Après l'auteur Bryan Perro et le conteur Fred Pellerin, c'est au tour de Boucar Diouf d'être le «raconteur» invité par l'Orchestre symphonique de Montréal pour son spectacle de Noël. Dans Noël métissé serré, le plus gaspésien des Sénégalais a l'intention de «dilater la rate et toucher le coeur» en parlant de Noël, de tradition et d'ouverture.

Musique classique

«C'est l'OSM qui m'a approché, et c'est ma blonde qui m'a convaincu», dit Boucar Diouf. Il rigole en disant que non seulement ce sera le premier spectacle de musique classique auquel il assistera, mais qu'il sera sur scène! «Je viens d'un monde trop loin de ça, c'est comme si je m'étais toujours dit que je n'étais pas intellectuellement outillé», dit Boucar Diouf, qui avoue aimer la musique classique, mais ne pas en connaître les codes. «Ma blonde m'a dit: si l'OSM pense que ça doit être toi, c'est toi. La musique, c'est pas ta job, c'est eux.» Il a alors soumis un texte, dont se sont inspirés le chef Jean-François Rivest et son équipe pour choisir les différentes musiques. «J'ai aimé ça, j'ai trouvé que ça fonctionnait avec l'énergie poétique que je voulais donner.»

◆ **Consigne A**
Dans l'article sur Boucar Diouf, relevez toutes les personnes désignées par leur nom.
◆ **Consigne B**
Répondez à ces questions sur l'article sur Boucar Diouf :
(i) Quel est le titre du spectacle de Noël ?
(ii) Qui a convaincu Boucar Diouf d'accepter ?
(iii) Qui a choisi les musiques en s'inspirant de son texte ?
◆ **Consigne C**
Prolongez l'article sur Boucar Diouf à partir de sa dernière phrase.

◆ **Données enregistrées**
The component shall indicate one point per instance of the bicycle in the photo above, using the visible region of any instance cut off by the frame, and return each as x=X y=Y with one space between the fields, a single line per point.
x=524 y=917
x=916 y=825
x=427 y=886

◆ **Réponse rédigée A**
Bryan Perro, Fred Pellerin, Boucar Diouf, Jean-François Rivest

◆ **Réponse rédigée B**
(i) Noël métissé serré
(ii) Sa blonde
(iii) Le chef Jean-François Rivest et son équipe

◆ **Réponse rédigée C**
Raconter

Boucar Diouf aime raconter des histoires, et ce n'est pas surprenant que l'OSM ait pensé à lui pour ce spectacle. «J'ai été conteur bien avant de faire de l'humour», rappelle-t-il. Raconter est sa manière de communiquer, que ce soit en livre (Rendez à ces arbres ce qui appartient à ces arbres, aux Éditions La Presse), à la radio (La nature selon Boucar, à ICI Radio-Canada Première), dans la série télé scientifique Les Boucardises, qui sera présentée à compter du 23 décembre à Explora, ou en spectacle. «Je fais toujours la même chose : de l'enseignement populaire. J'ai quitté l'enseignement il y a longtemps, mais il a fini par me rattraper. Mes spectacles, ce sont des cours. Les gens rient, mais le rire est un tremplin pour les emmener dans ce que je veux dire.»

Noël

«Le spectacle est fait de plein de petites histoires qui touchent à Noël et qui parlent de nourriture, d'arbres de Noël, de neige, de grands-parents, de nostalgie, de famille. Tout ça.» Boucar Diouf a découvert Noël en arrivant au Québec en 1991, mais c'est plus tard, dans la famille de sa «blonde», qu'il a appris à l'aimer. «Noël est un moment de solitude pour beaucoup de gens, et c'est ce que j'ai vécu lors de mes premiers Noëls ici. C'est très dur.» Le spectacle a pour but de «titiller la nostalgie des gens», dit-il, car Noël est souvent le moment où on se souvient des disparus. «J'adore Noël et ses rituels, j'aime les célébrations où les gens sont ensemble.»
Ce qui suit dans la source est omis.